WHAT IS BEING ASKED:
Answer these questions using the text about the family's aging vehicle:
(a) What will the vehicle leave behind on the driveway when it departs for the last time?
(b) What is hidden beneath folds of stained upholstery?
(c) How many loan installments will pay for the vehicle's replacement?

When she departs my driveway for the last time, she will leave a small stain of oil behind, a reminder of her that will fade with time. She will carry with her the secret stories of our lives. How she carried me and patiently waited for me while I interviewed for a desperately-needed job. When ferrying the family pet to the veterinarian, she never complaining about the scratchy toenails and the fleas it deposited. She faithfully carried vast quantities of weekly groceries, enduring spilled jugs of milk and the sharp spikes of pineapple skin.

Like precious gifts left in the tomb of an ancient pharaoh, she will carry off bits of our lost pocket change hidden in a corner of faded carpeting, and stale gummy bears concealed beneath folds of stained upholstery.

I understand that, in time, the pain over losing our nonagenarian vehicle will pass.

But when the first of the 72 loan installments to pay for her replacement comes due, the memory of losing her will be all the more bittersweet.

INFORMATION SUPPLIED:
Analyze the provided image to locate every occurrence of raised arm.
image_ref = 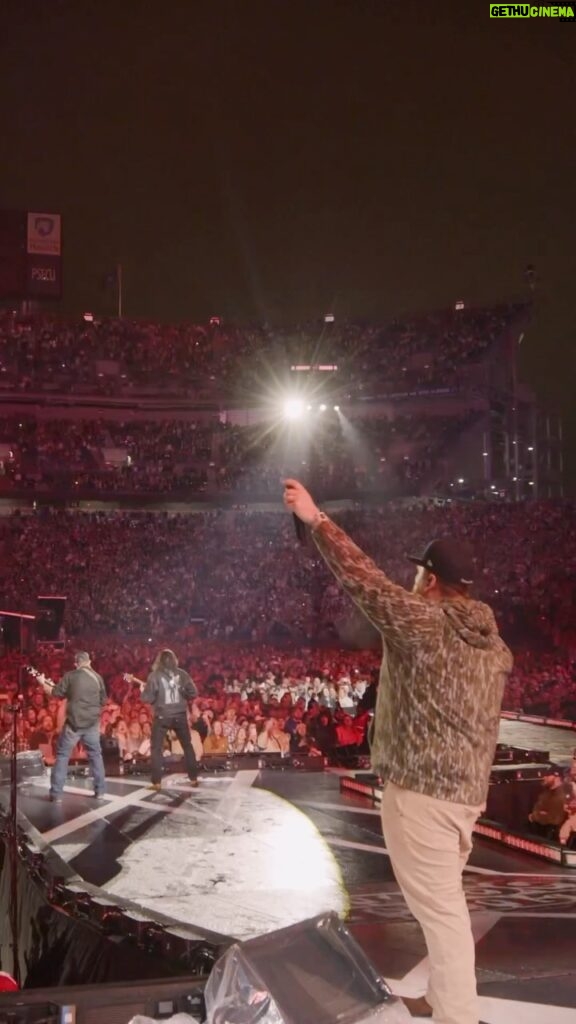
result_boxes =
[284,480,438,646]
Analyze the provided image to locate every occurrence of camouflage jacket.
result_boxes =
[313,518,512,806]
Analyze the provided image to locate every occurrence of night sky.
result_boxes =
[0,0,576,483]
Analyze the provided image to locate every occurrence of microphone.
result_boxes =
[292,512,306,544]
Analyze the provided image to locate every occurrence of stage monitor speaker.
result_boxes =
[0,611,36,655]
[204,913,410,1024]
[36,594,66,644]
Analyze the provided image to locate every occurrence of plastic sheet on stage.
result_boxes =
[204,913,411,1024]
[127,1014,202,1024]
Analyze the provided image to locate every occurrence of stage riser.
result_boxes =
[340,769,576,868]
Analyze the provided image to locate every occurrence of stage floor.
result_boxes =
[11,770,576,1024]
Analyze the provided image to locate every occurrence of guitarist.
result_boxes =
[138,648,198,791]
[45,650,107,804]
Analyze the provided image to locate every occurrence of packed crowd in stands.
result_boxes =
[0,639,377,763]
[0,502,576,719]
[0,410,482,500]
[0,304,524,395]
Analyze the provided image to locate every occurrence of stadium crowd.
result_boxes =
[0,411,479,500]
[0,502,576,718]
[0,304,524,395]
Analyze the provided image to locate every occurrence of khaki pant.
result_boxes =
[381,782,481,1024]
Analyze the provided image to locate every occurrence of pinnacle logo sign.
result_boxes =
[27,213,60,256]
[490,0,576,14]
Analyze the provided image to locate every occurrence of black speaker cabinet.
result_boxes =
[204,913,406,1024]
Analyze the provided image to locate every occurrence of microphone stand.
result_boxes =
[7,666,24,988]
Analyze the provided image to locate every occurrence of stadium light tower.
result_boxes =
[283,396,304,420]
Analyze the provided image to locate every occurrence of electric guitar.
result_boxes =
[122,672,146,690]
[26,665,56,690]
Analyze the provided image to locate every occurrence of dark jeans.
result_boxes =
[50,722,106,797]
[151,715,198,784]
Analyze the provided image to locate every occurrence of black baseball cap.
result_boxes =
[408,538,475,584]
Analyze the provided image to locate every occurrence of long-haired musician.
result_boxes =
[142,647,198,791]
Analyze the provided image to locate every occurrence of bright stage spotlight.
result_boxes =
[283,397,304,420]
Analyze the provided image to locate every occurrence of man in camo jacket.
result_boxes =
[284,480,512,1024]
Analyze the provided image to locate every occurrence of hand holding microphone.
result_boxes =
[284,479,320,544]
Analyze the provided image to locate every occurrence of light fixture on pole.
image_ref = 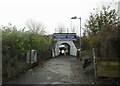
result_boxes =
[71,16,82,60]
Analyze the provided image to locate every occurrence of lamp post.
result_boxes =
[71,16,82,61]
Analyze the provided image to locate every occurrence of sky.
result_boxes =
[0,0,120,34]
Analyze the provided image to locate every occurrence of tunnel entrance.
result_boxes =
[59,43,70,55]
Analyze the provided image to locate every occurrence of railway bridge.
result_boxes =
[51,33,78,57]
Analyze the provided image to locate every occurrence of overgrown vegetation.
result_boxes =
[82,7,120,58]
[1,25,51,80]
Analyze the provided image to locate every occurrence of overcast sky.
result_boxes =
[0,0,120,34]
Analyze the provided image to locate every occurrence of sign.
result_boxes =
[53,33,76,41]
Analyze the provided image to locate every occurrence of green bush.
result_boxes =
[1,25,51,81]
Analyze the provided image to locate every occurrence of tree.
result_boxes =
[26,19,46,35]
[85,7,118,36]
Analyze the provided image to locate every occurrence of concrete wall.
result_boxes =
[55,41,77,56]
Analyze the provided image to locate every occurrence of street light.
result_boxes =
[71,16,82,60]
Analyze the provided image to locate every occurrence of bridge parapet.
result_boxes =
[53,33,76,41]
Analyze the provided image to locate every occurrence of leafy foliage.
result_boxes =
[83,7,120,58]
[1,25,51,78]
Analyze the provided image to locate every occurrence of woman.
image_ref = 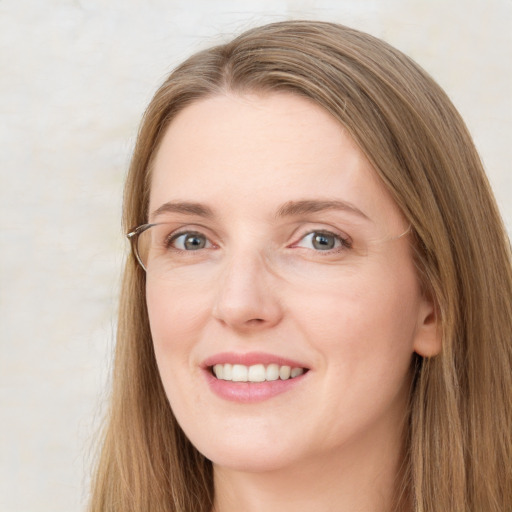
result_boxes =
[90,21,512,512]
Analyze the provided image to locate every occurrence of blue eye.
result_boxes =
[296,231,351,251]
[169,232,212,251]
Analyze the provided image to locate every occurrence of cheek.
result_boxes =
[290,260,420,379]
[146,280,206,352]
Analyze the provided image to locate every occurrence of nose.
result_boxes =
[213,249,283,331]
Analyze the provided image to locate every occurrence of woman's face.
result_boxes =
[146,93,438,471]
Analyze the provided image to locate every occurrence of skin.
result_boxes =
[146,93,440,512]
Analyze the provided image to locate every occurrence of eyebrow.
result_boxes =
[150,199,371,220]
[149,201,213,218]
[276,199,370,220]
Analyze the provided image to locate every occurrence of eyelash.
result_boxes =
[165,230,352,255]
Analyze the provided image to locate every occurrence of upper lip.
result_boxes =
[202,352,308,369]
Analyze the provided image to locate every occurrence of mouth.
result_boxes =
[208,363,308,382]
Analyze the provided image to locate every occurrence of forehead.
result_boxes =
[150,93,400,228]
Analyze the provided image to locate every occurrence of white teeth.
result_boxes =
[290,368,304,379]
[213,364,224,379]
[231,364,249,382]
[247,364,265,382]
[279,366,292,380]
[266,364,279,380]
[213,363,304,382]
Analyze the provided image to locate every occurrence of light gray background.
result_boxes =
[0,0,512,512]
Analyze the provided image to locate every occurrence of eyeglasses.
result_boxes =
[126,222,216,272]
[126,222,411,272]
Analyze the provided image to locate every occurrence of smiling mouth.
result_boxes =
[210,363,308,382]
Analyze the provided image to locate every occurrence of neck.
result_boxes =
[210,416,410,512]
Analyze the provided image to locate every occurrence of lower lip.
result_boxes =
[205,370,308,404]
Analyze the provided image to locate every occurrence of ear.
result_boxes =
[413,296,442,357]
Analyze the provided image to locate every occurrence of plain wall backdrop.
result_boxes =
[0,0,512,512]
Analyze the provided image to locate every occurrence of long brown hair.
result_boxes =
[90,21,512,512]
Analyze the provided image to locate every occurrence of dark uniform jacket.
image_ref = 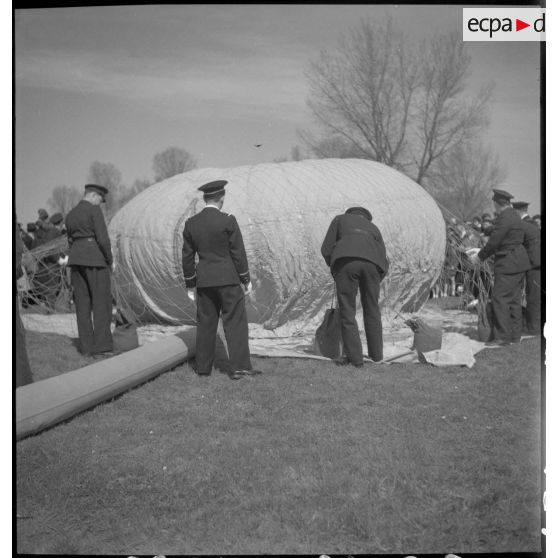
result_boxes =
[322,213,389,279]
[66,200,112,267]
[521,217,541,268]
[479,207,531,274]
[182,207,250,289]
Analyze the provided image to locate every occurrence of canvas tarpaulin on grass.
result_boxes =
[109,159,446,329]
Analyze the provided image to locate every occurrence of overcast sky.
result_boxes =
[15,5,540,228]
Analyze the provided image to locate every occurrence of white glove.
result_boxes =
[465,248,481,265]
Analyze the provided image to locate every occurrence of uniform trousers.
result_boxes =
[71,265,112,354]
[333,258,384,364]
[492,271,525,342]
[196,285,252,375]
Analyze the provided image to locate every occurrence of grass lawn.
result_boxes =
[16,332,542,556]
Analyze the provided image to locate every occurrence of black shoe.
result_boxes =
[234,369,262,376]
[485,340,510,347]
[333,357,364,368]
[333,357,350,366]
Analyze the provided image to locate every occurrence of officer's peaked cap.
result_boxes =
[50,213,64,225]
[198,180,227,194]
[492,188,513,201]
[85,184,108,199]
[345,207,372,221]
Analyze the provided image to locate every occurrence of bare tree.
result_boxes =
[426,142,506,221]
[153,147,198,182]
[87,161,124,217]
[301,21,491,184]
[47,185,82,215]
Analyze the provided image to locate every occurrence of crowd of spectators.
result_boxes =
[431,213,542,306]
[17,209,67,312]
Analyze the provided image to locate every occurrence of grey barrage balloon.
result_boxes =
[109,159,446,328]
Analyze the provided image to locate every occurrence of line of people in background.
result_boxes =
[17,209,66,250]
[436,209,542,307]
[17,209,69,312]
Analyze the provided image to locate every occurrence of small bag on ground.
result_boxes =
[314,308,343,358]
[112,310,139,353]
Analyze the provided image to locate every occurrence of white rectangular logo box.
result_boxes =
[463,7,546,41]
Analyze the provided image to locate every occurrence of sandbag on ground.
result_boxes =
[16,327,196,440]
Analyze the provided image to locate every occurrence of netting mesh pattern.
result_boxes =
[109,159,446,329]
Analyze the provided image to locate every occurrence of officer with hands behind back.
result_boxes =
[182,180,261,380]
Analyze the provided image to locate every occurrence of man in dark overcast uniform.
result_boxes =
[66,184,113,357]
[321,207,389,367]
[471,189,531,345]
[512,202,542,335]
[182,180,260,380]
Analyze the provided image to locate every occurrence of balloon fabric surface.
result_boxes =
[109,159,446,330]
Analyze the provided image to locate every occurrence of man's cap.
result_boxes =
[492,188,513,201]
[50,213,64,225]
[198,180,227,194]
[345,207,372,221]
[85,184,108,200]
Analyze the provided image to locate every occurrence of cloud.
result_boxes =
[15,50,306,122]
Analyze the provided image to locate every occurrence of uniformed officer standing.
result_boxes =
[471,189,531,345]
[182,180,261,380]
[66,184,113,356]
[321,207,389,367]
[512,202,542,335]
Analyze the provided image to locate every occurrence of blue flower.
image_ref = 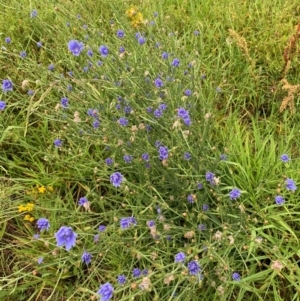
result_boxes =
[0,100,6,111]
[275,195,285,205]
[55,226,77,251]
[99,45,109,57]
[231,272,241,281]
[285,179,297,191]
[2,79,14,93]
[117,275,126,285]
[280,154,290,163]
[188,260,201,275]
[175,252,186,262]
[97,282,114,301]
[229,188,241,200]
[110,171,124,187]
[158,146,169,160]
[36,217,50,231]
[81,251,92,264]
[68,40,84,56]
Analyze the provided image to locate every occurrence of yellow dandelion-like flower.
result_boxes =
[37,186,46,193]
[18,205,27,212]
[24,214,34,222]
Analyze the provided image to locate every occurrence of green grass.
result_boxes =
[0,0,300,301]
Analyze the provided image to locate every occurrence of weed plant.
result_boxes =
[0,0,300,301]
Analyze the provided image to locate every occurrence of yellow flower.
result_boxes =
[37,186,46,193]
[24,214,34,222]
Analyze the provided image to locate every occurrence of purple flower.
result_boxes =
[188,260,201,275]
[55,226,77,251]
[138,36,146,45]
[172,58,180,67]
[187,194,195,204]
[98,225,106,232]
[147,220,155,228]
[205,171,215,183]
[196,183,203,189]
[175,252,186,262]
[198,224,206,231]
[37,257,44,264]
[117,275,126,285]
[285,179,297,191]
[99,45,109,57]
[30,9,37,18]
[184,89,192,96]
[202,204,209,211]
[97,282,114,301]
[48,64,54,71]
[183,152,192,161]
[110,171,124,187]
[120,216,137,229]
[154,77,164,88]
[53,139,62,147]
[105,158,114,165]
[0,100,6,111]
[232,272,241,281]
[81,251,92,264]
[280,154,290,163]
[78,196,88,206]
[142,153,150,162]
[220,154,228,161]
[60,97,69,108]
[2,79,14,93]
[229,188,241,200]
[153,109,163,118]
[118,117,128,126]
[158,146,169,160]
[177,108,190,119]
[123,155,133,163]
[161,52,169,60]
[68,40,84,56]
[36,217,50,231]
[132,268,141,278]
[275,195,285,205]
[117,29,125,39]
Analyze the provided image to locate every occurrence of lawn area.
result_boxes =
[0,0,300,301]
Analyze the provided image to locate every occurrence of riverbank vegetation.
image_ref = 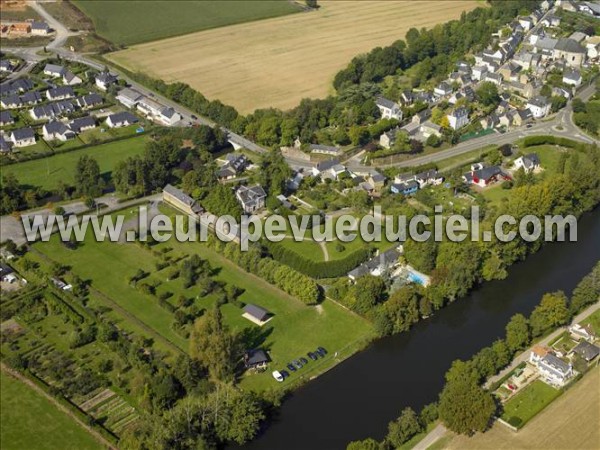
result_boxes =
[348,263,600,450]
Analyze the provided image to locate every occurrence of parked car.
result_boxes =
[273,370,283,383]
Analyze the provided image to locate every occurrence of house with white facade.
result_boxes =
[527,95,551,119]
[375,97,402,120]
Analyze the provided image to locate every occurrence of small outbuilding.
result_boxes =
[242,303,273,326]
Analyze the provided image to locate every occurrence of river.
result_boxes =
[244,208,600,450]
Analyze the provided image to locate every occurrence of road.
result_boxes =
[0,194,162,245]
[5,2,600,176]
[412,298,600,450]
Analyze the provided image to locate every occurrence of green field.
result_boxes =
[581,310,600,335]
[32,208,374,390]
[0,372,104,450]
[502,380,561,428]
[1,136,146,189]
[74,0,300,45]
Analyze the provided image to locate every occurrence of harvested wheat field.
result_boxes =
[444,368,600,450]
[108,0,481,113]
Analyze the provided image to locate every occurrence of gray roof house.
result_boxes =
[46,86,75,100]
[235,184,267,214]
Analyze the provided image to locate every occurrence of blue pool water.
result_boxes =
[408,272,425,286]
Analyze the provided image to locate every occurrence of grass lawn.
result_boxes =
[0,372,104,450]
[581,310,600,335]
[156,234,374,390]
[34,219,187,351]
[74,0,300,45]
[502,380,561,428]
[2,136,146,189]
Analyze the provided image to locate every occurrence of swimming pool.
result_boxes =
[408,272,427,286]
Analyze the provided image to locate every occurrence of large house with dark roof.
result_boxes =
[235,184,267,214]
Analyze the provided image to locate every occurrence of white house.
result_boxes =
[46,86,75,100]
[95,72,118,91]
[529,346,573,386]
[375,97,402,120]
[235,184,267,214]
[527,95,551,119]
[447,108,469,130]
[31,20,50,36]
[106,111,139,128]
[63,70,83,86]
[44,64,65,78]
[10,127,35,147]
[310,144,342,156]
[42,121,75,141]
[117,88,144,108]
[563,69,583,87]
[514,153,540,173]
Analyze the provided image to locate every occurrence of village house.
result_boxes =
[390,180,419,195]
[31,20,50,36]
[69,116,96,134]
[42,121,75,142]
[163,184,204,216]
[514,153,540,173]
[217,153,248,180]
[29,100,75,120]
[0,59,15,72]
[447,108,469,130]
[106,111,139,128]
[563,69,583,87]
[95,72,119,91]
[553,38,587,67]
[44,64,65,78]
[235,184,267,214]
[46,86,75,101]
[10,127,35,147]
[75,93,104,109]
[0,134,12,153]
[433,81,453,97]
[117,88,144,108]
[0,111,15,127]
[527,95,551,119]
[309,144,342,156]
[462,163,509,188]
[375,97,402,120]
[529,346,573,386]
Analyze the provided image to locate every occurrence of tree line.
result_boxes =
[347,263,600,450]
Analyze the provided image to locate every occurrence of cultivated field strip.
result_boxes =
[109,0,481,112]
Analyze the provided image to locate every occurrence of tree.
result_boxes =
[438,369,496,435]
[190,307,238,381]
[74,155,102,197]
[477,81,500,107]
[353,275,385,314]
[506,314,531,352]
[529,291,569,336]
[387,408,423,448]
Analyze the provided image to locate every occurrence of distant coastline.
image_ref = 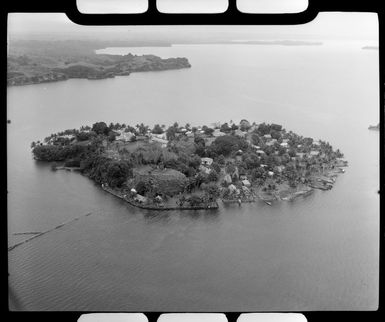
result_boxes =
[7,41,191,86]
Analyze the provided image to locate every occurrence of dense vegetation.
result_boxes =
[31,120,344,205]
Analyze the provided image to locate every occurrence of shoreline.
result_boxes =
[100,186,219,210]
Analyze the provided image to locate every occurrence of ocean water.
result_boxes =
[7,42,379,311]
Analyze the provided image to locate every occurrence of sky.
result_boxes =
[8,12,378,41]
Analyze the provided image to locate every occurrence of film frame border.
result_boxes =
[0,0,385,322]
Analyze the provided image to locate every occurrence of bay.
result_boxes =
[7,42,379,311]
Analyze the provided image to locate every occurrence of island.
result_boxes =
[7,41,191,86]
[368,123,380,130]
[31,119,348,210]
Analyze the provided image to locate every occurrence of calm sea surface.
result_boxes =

SOLUTION:
(a) A small stain of oil.
(b) Stale gummy bears.
(c) 72.